Parts of the exercise:
1) In the article on XML data bindings in Python, what does generateDS.py do with the text content of the name element during unmarshalling?
2) Pick up the article on XML data bindings in Python after its final sentence and carry it forward.

#### Passage shown ####

XML.com: XML From the Inside Out
oreilly.comSafari Bookshelf.Conferences.

advertisement

XML Data Bindings in Python
by Uche Ogbuji | Pages: 1, 2

Special Schema Needs

There is a class like label for each element defined in the schema. As you can see, this even extends to the name element and therein lies a problem. name is a simple element with only string content. But in the generated binding it is given its own element, rather than making it a simple data member of label. Even worse than that, if you follow the build method carefully, you'll see that it throws away the text content of the element upon unmarshalling. It turns out generateDS.py is rather picky in its interpretation of WXS. The relevant snippet from listing 2 is

  <xs:element name="label">
    <xs:complexType>
      <xs:sequence>
        <xs:element minOccurs="0" ref="quote"/>
        <xs:element ref="name"/>
        <xs:element ref="address"/>
      </xs:sequence>
    </xs:complexType>
  </xs:element>
  <xs:element name="name" type="xs:string"/>  

This is a common practice in WXS: using a separate xs:element declaration for each element, even if it is of simple type. But this usage throws off generateDS.py, and in order to have name treated as a simple data member of the binding class you have to rewrite the schema:

  <xs:element name="label">
    <xs:complexType>
      <xs:sequence>
        <xs:element minOccurs="0" ref="quote"/>
        <xs:element ref="name" type="xs:string"/>
        <xs:element ref="address"/>
      </xs:sequence>
    </xs:complexType>
  </xs:element>  

Which, according to WXS rules, is strictly equivalent to the original form. Listing 4 is a new version of the WXS to satisfy this preference of generateDS.py.

Listing 4: Adjusted WXS for data binding generation by generateDS.py
<?xml version="1.0" encoding="UTF-8"?>
<xs:schema
  xmlns:xs="http://www.w3.org/2001/XMLSchema"
  elementFormDefault="qualified"
>
  <xs:element name="labels">
    <xs:complexType>
      <xs:sequence>
        <xs:element minOccurs="0" maxOccurs="unbounded" ref="label"/>
      </xs:sequence>
    </xs:complexType>
  </xs:element>
  <xs:element name="label">
    <xs:complexType>
      <xs:sequence>
        <xs:element minOccurs="0" ref="quote"/>
        <xs:element ref="name" type="xs:string"/>
        <xs:element ref="address"/>
      </xs:sequence>
    </xs:complexType>
  </xs:element>
  <xs:element name="quote">
    <xs:complexType mixed="true">
      <xs:sequence>
        <xs:element ref="emph" type="xs:string"/>
      </xs:sequence>
    </xs:complexType>
  </xs:element>
  <xs:element name="address">
    <xs:complexType>
      <xs:sequence>
        <xs:element ref="street" type="xs:string"/>
        <xs:element ref="city" type="xs:string"/>
        <xs:element ref="state" type="xs:string"/>
      </xs:sequence>
    </xs:complexType>
  </xs:element>
</xs:schema>  

Listing 5 is a snippet from the new data binding. Notice the update to the handling of the name element.

#### Given data ####

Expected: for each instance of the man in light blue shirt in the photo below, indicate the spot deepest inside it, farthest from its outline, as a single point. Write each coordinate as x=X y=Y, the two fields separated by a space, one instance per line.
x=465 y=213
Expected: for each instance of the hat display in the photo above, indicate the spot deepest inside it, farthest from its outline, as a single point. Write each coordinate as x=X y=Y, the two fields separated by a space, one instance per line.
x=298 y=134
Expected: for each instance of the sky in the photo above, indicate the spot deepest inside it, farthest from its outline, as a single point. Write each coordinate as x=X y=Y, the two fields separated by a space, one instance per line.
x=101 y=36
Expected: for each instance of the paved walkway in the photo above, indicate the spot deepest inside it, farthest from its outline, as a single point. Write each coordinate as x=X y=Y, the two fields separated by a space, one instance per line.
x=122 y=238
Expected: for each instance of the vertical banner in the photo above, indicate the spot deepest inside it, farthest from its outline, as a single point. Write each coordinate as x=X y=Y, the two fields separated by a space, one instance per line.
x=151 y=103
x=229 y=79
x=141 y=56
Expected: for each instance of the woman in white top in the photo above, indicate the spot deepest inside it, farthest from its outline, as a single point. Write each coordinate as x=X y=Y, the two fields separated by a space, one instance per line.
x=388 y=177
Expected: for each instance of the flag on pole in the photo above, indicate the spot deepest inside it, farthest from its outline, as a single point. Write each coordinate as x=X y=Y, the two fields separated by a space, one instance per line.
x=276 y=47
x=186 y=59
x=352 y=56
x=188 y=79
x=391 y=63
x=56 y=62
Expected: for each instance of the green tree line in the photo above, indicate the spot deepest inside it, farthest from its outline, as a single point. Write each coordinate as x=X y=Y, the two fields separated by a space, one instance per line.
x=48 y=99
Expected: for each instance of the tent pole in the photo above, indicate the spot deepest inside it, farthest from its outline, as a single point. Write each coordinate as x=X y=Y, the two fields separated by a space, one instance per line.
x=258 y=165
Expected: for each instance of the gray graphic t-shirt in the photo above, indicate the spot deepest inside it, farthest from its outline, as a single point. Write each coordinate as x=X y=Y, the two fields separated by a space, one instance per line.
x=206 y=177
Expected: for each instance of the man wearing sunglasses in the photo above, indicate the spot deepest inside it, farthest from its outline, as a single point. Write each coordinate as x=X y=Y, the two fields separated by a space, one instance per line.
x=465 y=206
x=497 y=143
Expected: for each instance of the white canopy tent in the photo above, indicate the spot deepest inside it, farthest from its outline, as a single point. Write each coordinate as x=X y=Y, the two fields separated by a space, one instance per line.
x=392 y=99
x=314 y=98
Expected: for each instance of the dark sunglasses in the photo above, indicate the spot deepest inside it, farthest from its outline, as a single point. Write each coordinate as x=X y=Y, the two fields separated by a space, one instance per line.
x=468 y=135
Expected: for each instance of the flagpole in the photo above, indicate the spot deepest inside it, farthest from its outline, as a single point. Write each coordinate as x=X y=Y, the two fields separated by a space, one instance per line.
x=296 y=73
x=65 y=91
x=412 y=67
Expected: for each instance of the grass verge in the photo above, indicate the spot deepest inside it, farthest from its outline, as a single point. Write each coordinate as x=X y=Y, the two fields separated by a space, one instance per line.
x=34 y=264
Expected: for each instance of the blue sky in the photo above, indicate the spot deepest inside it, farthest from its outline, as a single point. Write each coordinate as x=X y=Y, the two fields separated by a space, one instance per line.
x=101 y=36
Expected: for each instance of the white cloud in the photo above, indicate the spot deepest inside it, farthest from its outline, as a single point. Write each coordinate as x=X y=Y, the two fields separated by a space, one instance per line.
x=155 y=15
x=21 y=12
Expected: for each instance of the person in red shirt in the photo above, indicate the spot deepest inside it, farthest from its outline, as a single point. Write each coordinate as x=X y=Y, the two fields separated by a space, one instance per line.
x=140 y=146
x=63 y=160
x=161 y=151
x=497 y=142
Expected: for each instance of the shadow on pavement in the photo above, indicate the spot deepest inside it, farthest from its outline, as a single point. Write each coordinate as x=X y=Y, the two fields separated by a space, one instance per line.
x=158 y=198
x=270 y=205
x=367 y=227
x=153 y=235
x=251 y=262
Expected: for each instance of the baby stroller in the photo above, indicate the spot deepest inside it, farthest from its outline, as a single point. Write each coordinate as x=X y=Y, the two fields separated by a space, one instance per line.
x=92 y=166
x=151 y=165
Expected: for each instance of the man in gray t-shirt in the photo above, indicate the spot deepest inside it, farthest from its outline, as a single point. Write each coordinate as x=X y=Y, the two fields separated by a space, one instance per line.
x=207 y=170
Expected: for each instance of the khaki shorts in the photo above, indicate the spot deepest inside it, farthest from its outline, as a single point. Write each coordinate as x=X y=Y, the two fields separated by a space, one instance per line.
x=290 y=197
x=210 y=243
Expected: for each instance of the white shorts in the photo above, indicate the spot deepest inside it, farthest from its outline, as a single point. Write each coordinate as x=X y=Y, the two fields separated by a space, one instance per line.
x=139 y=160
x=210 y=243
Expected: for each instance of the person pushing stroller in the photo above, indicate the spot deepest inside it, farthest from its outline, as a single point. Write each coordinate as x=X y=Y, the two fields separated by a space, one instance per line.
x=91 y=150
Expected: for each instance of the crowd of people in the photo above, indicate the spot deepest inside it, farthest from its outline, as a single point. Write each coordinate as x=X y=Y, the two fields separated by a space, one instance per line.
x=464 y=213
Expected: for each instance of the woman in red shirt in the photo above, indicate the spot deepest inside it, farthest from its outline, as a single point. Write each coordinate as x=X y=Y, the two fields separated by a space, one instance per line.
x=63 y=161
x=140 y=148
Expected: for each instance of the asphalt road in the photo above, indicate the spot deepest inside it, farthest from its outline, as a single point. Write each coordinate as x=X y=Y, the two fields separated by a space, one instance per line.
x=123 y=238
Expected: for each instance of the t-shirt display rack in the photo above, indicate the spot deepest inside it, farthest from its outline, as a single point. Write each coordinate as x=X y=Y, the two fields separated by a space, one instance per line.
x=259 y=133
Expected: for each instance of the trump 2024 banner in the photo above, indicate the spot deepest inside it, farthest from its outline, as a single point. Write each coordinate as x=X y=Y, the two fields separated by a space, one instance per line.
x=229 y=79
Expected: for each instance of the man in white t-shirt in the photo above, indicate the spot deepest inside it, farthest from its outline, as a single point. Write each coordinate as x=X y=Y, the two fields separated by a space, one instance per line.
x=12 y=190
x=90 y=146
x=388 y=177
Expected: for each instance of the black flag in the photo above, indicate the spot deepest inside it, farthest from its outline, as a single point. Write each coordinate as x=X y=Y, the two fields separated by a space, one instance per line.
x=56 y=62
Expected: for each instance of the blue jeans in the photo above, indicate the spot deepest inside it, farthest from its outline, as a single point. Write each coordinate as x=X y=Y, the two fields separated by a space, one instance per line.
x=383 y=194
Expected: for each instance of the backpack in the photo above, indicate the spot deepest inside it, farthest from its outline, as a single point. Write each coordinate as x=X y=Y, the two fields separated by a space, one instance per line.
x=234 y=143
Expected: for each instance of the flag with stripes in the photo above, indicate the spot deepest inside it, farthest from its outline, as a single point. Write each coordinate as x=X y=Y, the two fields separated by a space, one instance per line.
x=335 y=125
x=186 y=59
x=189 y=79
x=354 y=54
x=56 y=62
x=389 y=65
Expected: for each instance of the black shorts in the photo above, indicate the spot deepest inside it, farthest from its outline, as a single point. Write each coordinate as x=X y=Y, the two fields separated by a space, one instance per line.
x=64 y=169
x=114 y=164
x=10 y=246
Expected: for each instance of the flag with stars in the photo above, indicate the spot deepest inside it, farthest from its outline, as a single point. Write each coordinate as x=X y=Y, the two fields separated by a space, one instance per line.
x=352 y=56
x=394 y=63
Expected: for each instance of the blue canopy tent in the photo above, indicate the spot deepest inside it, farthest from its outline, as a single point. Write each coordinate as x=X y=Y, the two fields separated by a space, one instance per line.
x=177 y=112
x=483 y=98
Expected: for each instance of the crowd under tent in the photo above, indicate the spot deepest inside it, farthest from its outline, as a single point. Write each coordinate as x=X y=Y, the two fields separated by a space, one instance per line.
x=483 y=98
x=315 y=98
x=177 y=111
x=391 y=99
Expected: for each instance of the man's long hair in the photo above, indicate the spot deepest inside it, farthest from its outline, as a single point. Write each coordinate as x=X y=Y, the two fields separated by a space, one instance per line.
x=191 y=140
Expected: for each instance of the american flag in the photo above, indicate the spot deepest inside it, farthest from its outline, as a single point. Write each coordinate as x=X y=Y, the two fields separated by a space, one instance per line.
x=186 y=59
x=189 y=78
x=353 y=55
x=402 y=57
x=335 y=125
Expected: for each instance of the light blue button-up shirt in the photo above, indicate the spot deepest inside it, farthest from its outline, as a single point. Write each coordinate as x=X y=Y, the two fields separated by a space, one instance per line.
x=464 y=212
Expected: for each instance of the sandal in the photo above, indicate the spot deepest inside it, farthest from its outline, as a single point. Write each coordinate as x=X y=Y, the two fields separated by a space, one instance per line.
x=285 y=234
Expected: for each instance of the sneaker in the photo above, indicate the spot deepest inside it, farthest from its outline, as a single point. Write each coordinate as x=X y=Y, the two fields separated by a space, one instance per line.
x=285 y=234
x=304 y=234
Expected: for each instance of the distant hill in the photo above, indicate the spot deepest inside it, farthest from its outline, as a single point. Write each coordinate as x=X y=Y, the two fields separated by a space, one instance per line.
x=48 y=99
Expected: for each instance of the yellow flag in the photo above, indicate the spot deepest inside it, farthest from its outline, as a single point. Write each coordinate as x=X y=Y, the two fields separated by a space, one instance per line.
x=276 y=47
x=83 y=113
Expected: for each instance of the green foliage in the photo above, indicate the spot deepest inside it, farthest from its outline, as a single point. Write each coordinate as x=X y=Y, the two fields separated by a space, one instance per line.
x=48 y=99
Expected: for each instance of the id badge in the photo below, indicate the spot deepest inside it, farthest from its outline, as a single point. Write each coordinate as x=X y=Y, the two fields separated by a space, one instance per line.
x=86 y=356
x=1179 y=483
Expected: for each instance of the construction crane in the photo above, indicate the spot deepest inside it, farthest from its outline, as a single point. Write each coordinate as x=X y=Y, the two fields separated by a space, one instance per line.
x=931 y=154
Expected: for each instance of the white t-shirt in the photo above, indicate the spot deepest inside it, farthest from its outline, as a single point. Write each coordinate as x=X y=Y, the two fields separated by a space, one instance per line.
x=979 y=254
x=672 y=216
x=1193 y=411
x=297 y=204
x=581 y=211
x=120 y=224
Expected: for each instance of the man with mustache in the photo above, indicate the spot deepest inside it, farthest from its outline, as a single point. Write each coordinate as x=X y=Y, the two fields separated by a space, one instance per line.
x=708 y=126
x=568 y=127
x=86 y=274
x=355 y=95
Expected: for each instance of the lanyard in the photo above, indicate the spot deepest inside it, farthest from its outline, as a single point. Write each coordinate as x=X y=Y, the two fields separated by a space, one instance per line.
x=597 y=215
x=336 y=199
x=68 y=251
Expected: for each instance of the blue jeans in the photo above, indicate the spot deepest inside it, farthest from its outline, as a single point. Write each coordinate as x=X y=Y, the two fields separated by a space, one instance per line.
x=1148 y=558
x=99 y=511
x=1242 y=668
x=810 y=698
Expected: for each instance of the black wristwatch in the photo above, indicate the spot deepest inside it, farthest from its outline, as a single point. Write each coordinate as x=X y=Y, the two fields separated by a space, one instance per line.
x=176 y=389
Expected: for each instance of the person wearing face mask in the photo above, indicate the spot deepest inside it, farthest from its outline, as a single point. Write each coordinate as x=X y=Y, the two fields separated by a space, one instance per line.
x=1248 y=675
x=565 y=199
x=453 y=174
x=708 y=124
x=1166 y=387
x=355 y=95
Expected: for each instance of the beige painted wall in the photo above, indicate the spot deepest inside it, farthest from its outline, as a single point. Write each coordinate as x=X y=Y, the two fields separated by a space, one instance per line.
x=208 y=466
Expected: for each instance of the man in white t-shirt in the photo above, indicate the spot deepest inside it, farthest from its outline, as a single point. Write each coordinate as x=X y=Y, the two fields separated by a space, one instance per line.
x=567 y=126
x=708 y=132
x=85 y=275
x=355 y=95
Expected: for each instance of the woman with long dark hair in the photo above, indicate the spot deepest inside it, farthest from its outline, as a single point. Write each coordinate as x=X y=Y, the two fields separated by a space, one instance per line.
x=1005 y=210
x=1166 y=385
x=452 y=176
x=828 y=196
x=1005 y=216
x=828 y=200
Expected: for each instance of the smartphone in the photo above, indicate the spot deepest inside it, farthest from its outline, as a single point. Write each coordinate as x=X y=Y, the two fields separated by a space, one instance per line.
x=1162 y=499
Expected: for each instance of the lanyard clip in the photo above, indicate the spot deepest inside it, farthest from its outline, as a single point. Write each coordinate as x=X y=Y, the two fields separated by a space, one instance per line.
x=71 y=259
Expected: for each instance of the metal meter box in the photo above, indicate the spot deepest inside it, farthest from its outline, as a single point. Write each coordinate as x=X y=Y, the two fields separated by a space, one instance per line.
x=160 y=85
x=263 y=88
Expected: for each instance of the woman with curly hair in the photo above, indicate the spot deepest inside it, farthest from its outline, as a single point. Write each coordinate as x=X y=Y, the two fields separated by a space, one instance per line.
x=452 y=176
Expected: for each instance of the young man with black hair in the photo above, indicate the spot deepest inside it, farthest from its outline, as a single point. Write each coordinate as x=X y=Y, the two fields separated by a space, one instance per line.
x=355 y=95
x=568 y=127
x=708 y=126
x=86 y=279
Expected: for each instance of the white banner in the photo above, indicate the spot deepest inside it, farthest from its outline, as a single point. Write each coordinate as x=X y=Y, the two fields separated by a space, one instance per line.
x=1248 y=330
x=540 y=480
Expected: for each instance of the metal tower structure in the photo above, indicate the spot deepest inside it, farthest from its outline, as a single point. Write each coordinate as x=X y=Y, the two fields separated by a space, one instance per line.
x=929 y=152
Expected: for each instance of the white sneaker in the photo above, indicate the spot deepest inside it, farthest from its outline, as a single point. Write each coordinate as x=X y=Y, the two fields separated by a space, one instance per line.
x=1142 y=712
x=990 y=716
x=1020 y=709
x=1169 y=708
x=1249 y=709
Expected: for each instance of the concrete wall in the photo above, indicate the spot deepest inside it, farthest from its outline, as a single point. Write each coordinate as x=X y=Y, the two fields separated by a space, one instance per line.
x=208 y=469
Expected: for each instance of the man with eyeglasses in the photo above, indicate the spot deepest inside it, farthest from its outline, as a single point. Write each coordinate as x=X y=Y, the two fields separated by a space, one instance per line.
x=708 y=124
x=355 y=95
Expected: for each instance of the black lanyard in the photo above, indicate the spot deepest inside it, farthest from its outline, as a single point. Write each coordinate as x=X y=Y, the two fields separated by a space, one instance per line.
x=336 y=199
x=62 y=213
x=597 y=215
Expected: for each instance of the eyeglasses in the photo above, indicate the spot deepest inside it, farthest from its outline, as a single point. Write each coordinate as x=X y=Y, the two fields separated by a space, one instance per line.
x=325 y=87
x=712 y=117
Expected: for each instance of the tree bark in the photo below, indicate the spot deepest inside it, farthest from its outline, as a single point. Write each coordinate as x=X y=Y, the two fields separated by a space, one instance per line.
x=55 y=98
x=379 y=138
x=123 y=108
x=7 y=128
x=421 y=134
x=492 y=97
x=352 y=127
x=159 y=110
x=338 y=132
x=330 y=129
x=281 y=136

####

Expected answers:
1) It throws the text content away.

2)
Listing 5: A snippet from the updated data binding
class label:
    subclass = None
    def __init__(self, quote=None, name='', address=None):
        self.quote = quote
        self.name = name
        self.address = address
    def factory(*args):
        if label.subclass:
            return apply(label.subclass, args)
        else:
            return apply(label, args)
    factory = staticmethod(factory)
    def getQuote(self): return self.quote
    def setQuote(self, quote): self.quote = quote
    def getName(self): return self.name
    def setName(self, name): self.name = name
    def getAddress(self): return self.address
    def setAddress(self, address): self.address = address
    def export(self, outfile, level):
        showIndent(outfile, level)
        outfile.write('<label>\n')
        level += 1
        if self.quote:
            self.quote.export(outfile, level)
        showIndent(outfile, level)
        outfile.write('<name>%s</name>\n' % quote_xml(self.getName()))
        if self.address:
            self.address.export(outfile, level)
        level -= 1
        showIndent(outfile, level)
        outfile.write('</label>\n')
    def build(self, node_):
        attrs = node_.attributes
        for child in node_.childNodes:
            if child.nodeType == Node.ELEMENT_NODE and \
                child.nodeName == 'quote':
                obj = quote.factory()
                obj.build(child)
                self.setQuote(obj)
            elif child.nodeType == Node.ELEMENT_NODE and \
                child.nodeName == 'name':
                name = ''
                for text_ in child.childNodes:
                    name += text_.nodeValue
                self.name = name
            elif child.nodeType == Node.ELEMENT_NODE and \
                child.nodeName == 'address':
                obj = address.factory()
                obj.build(child)
                self.setAddress(obj)
# end class label

class quote:
    subclass = None
    def __init__(self, emph=''):
        self.emph = emph
    def factory(*args):
        if quote.subclass:
            return apply(quote.subclass, args)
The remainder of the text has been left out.